* Problem requirements: Show every line of the data that holds the string "unlimited".

* Given records:

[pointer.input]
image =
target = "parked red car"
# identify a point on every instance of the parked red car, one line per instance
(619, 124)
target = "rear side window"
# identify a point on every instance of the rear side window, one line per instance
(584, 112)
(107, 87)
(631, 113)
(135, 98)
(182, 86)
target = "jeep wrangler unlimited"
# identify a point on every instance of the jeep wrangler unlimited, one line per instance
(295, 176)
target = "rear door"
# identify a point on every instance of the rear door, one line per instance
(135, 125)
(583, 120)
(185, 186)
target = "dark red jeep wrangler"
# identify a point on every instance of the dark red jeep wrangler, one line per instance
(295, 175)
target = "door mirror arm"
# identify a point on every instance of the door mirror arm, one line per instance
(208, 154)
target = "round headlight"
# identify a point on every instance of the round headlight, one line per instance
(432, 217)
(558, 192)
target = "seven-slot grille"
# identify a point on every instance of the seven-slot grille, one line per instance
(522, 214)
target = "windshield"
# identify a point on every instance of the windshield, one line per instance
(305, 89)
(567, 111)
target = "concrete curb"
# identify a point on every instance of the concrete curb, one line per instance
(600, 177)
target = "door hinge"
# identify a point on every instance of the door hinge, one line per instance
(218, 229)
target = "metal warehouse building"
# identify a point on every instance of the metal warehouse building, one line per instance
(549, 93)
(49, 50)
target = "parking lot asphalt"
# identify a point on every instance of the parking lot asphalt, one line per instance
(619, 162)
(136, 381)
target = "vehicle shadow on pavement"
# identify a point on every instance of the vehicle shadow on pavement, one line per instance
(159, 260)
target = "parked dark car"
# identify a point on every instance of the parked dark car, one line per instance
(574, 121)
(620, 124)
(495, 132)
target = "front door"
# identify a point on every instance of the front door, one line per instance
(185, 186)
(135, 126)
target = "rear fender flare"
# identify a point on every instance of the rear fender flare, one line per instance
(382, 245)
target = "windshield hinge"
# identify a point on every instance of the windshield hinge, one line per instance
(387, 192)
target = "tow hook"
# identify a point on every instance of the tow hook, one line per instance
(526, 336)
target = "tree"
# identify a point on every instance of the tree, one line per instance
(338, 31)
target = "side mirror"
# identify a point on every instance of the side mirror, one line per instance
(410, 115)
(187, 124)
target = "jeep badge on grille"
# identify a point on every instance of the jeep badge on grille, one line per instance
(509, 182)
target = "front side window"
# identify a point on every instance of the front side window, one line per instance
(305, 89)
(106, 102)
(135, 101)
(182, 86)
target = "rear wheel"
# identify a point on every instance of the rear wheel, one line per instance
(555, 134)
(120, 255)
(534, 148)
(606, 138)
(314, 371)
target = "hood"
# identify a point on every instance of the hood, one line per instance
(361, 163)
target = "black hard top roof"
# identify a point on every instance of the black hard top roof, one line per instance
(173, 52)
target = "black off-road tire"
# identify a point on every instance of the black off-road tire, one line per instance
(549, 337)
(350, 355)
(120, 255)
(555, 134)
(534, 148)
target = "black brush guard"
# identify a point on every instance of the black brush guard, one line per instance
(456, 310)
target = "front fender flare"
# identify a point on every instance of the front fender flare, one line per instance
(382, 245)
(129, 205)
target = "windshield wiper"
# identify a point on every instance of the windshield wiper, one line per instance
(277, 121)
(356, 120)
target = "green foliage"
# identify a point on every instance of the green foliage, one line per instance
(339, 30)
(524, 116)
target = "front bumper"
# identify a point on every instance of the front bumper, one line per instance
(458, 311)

* Correct response:
target = "jeep wrangler unlimited"
# identify a point on every instance of the jeep wrangler unlimited, one line per instance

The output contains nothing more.